→ **Given data**
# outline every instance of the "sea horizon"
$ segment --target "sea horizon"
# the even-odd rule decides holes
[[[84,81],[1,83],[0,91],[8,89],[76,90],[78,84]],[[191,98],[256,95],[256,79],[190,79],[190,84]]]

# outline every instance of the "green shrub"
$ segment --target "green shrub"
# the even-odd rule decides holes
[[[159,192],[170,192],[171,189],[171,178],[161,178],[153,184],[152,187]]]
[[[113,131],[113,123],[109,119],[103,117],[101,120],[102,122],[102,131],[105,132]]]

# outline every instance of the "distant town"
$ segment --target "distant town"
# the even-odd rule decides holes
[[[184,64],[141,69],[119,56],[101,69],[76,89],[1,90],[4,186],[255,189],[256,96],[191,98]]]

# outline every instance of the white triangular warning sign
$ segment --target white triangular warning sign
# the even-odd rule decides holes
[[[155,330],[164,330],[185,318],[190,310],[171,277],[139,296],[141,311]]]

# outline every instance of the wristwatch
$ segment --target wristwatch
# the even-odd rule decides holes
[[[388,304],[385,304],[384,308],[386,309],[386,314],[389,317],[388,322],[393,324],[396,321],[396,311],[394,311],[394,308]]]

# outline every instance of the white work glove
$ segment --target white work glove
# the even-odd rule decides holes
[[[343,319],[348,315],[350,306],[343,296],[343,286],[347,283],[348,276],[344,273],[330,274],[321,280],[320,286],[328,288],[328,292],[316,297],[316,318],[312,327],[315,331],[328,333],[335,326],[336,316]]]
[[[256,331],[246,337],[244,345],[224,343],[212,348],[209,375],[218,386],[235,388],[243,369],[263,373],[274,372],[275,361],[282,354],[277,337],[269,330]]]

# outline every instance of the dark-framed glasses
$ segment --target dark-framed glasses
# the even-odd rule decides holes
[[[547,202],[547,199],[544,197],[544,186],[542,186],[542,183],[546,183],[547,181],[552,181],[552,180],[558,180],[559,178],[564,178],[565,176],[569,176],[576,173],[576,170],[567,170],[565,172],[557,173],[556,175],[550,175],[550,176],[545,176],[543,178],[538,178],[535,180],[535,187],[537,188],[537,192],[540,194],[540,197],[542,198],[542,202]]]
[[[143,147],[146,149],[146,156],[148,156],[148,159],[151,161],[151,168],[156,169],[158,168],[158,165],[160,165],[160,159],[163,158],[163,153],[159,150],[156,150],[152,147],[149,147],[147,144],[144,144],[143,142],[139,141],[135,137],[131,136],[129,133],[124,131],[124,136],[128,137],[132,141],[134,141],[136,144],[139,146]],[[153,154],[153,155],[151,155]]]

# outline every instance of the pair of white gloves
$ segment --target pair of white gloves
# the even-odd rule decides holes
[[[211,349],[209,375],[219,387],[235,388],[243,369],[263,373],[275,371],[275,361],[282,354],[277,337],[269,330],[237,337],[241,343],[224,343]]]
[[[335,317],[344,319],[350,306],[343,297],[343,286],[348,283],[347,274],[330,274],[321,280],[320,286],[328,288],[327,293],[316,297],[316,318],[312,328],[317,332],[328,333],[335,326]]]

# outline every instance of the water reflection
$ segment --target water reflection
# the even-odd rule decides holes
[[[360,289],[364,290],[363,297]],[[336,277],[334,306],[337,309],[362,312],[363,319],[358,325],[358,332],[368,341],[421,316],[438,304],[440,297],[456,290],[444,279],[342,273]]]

→ **Prompt**
Output the records verbatim, from the first line to the last.

→ **Solution to the exercise**
# outline every instance of the "sea horizon"
$ segment --target "sea horizon"
# the even-odd rule decides holes
[[[84,81],[1,83],[0,91],[8,89],[76,90],[78,84]],[[191,98],[256,95],[256,79],[190,79],[190,84]]]

# outline every instance of the "green shrub"
$ segment --target "green shrub"
# the even-odd rule decides holes
[[[159,192],[170,192],[171,189],[171,178],[161,178],[153,184],[152,187]]]
[[[113,131],[113,123],[109,119],[103,117],[101,120],[102,122],[102,131],[105,132]]]

# outline every instance of the "distant town"
$ segment --target "distant town"
# the even-odd rule decides holes
[[[184,64],[141,69],[119,56],[101,69],[76,89],[1,90],[4,186],[255,189],[256,96],[191,98]]]

# outline every instance of the white triangular warning sign
$ segment --target white triangular warning sign
# the even-odd rule decides holes
[[[155,330],[164,330],[185,318],[190,310],[171,277],[139,296],[141,311]]]

# outline every instance of the wristwatch
$ segment --target wristwatch
# the even-odd rule decides holes
[[[388,304],[385,304],[384,308],[386,309],[386,314],[389,317],[388,322],[393,324],[396,321],[396,311],[394,311],[394,308]]]

# outline every instance of the white work glove
$ segment --target white work glove
# the even-odd rule decides holes
[[[343,319],[348,315],[350,306],[343,296],[343,286],[347,283],[348,276],[344,273],[330,274],[321,280],[320,286],[328,288],[328,292],[316,297],[316,318],[312,327],[315,331],[328,333],[335,326],[336,316]]]
[[[256,331],[246,337],[244,345],[224,343],[212,348],[209,375],[218,386],[235,388],[243,369],[263,373],[274,372],[275,361],[282,354],[277,337],[269,330]]]

# outline every instance of the dark-framed glasses
$ segment --target dark-framed glasses
# the even-odd rule decides holes
[[[547,202],[547,199],[544,197],[544,186],[542,186],[542,183],[546,183],[547,181],[552,181],[552,180],[558,180],[559,178],[564,178],[565,176],[569,176],[576,173],[576,170],[567,170],[565,172],[557,173],[556,175],[550,175],[550,176],[545,176],[543,178],[538,178],[535,180],[535,187],[537,188],[537,192],[540,194],[540,197],[542,198],[542,202]]]
[[[143,147],[146,149],[146,156],[148,156],[148,159],[151,161],[151,168],[156,169],[158,168],[158,165],[160,165],[160,159],[163,158],[163,153],[159,150],[156,150],[152,147],[149,147],[147,144],[144,144],[143,142],[139,141],[135,137],[131,136],[129,133],[124,131],[124,136],[128,137],[132,141],[134,141],[136,144],[139,146]],[[153,154],[153,155],[151,155]]]

# outline every instance of the pair of white gloves
$ segment --target pair of white gloves
# the even-odd rule decides holes
[[[211,349],[209,375],[219,387],[235,388],[243,369],[263,373],[275,371],[275,361],[282,354],[277,337],[269,330],[237,337],[241,343],[224,343]]]
[[[335,317],[344,319],[350,306],[343,297],[343,286],[348,283],[347,274],[330,274],[321,280],[320,286],[328,288],[327,293],[316,297],[316,318],[312,328],[317,332],[328,333],[335,326]]]

# outline every instance of the water reflection
$ segment --target water reflection
# the even-odd rule decides holes
[[[360,289],[364,290],[363,297]],[[336,277],[334,306],[337,309],[362,312],[363,319],[358,325],[358,332],[368,341],[421,316],[438,304],[440,297],[456,290],[444,279],[342,273]]]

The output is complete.